Records provided =
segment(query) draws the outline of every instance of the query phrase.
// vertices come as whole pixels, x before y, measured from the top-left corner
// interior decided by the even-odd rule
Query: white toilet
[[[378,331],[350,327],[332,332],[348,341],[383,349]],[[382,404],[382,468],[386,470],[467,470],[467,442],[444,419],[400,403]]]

Description of the task = Copy out all of the material above, character for character, with nothing left out or changed.

Task answer =
segment(query) draws the outline of every instance of the query phrase.
// vertices come as whole pixels, x before y, measured from the top-left corner
// interior decided by the even-odd rule
Query: white toilet
[[[378,331],[350,327],[332,332],[348,341],[383,349]],[[382,404],[382,468],[386,470],[467,470],[467,442],[444,419],[400,403]]]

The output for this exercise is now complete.